==== Stored rows ====
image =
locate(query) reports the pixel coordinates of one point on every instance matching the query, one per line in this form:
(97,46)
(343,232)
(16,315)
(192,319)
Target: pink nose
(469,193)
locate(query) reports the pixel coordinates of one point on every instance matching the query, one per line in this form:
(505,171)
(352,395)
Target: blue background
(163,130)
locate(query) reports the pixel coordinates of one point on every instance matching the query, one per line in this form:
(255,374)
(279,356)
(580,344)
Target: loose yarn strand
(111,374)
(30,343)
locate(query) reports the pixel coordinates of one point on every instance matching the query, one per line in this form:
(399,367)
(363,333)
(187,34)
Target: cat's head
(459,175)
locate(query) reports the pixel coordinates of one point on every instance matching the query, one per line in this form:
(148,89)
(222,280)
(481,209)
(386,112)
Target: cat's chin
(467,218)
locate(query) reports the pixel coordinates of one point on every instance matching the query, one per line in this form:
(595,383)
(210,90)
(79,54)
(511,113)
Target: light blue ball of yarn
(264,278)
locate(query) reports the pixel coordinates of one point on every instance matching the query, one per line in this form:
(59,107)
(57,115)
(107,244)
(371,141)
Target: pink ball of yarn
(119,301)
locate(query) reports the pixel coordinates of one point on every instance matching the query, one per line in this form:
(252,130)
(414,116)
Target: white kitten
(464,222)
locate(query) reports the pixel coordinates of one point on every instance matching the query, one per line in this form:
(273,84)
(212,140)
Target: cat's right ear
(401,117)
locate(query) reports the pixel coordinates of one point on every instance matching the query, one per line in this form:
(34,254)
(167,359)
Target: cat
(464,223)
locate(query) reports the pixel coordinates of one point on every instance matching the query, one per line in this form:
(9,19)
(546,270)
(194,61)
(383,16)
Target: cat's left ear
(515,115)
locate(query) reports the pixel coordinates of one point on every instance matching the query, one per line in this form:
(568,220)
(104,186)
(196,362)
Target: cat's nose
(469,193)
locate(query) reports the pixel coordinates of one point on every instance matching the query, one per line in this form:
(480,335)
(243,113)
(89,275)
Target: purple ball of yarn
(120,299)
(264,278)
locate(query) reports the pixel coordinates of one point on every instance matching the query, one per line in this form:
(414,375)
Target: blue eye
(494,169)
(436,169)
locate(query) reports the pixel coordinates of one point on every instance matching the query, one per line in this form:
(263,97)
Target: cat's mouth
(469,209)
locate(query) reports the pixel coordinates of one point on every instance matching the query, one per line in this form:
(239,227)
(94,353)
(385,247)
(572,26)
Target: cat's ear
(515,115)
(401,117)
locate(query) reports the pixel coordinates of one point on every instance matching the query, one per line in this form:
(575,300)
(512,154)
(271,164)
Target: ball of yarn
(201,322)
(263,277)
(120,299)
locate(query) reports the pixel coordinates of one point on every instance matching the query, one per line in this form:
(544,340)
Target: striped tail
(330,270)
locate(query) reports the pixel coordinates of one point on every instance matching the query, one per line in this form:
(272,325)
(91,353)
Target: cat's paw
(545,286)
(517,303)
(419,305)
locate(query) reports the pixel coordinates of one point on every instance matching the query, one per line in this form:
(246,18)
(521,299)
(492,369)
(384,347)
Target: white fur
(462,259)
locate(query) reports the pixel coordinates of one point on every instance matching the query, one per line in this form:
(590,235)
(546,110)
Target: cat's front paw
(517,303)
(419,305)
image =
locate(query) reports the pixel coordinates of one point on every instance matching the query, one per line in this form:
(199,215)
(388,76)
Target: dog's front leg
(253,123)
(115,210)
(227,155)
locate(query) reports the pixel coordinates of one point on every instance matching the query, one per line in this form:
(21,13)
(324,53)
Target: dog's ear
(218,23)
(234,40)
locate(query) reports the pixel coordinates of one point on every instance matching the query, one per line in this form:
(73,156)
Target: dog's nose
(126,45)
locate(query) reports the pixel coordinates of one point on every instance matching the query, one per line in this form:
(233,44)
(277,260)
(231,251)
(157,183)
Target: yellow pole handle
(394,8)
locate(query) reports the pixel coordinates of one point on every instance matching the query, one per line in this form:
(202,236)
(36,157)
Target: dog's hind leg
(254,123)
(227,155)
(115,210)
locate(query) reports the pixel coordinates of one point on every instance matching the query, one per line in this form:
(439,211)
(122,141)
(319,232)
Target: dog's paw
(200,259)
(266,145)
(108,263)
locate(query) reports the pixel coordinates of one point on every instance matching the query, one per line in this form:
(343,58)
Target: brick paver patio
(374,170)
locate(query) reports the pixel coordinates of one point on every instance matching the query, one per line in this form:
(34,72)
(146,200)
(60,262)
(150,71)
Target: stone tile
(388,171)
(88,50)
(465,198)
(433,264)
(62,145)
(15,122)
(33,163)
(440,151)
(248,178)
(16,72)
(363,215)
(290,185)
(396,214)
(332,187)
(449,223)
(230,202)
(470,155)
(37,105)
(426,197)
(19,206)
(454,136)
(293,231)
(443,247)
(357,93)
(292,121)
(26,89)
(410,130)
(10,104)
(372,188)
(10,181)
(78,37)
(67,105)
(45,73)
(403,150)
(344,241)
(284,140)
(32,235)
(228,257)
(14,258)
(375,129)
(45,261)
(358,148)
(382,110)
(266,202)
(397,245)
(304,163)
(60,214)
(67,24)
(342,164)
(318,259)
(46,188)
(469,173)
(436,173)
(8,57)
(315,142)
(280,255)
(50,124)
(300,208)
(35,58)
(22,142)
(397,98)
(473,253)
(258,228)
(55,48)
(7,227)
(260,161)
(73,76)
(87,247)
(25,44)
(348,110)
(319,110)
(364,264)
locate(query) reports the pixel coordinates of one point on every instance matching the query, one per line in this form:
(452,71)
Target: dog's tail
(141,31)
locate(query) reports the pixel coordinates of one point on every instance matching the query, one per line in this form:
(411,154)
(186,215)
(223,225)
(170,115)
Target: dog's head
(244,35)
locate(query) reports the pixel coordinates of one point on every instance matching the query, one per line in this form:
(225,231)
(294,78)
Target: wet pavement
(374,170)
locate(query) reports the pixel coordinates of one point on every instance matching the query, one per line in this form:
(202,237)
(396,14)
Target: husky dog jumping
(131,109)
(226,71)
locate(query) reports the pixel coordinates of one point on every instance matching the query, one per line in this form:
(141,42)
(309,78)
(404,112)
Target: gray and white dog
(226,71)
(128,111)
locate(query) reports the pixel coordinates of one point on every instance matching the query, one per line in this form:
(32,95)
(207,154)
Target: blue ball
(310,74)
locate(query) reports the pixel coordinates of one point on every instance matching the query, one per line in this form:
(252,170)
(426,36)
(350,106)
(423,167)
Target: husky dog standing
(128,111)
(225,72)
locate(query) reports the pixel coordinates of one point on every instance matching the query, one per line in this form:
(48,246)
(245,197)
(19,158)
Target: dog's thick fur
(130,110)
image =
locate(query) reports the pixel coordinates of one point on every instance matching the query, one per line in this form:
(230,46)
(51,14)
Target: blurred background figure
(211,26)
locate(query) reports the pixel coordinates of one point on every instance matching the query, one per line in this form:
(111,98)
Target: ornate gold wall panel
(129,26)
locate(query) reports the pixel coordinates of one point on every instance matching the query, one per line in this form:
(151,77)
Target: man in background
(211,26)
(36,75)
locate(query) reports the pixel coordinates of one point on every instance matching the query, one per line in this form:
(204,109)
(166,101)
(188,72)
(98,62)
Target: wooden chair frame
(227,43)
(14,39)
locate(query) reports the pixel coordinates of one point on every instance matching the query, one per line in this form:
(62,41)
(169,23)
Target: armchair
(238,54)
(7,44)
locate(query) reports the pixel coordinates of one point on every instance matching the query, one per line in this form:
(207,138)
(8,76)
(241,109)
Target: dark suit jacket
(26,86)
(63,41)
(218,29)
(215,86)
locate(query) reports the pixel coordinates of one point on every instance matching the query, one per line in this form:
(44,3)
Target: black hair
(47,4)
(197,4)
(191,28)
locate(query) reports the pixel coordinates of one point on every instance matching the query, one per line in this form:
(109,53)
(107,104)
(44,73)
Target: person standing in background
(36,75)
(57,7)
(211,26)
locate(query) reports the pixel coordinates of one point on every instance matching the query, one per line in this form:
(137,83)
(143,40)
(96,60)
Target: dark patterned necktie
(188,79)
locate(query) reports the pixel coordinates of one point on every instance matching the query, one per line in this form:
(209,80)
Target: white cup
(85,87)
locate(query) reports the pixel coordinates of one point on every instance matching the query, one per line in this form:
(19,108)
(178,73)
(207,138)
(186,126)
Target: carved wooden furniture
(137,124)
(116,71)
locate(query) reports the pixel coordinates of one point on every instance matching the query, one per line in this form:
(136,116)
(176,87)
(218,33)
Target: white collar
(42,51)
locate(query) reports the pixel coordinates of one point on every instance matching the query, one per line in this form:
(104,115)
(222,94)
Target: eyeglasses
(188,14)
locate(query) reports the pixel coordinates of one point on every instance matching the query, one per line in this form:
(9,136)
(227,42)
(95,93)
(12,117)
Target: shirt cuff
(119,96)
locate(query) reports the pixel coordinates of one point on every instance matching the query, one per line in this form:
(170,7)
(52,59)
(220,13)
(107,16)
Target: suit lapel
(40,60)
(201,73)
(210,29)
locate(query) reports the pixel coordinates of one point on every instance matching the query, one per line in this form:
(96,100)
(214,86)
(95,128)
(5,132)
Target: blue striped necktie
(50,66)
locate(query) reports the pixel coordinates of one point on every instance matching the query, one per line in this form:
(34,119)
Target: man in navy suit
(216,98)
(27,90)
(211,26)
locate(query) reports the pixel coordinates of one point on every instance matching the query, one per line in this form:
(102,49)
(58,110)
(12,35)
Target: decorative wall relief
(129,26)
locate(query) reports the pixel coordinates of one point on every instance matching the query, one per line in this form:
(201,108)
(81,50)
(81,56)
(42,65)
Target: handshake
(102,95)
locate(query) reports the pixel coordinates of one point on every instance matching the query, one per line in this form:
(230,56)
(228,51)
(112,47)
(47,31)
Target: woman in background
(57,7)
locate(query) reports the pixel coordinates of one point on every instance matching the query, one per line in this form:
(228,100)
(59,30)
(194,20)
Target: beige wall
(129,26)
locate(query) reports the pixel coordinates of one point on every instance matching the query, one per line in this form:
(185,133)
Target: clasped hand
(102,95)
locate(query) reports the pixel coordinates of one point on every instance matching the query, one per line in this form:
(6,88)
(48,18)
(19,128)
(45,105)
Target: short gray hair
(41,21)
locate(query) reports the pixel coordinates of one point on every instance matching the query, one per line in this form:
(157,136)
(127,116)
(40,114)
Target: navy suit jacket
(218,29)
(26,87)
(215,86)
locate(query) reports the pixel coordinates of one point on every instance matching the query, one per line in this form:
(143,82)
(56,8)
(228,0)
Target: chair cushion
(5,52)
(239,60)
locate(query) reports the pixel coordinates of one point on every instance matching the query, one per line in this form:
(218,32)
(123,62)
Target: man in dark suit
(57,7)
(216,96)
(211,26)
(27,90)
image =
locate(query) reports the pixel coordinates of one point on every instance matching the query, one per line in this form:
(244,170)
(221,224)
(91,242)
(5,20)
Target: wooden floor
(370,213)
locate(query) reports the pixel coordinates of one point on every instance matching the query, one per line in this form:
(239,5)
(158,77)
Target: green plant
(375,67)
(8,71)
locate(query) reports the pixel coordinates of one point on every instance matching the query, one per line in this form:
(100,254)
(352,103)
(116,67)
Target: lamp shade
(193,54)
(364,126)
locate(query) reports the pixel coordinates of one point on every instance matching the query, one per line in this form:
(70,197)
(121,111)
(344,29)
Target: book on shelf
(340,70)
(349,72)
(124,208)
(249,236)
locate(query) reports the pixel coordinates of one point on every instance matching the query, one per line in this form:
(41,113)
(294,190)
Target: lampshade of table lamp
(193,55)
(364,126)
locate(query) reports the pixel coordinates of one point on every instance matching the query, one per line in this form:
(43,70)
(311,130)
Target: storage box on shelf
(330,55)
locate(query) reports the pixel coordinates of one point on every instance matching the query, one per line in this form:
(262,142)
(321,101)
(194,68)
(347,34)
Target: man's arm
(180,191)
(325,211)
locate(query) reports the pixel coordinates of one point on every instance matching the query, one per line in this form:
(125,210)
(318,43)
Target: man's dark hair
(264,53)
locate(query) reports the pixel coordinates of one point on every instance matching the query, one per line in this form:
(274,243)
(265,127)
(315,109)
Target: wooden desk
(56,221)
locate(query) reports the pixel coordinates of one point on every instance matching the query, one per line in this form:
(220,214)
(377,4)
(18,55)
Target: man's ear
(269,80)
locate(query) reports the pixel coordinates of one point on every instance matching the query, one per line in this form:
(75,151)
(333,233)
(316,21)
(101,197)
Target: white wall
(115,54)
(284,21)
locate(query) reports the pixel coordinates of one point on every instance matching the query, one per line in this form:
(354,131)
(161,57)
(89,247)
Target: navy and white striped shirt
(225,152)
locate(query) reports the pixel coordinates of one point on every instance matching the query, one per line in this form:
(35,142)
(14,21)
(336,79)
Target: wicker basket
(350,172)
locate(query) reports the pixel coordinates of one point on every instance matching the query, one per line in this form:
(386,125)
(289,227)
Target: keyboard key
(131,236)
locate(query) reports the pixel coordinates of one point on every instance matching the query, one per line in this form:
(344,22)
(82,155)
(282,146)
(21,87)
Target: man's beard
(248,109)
====
The task:
Report every line in the items above that contains the string "suit", copying each such line in full. Case counts.

Problem solution:
Target: dark suit jacket
Target: suit lapel
Target: man in navy suit
Target: navy suit jacket
Target: man in dark suit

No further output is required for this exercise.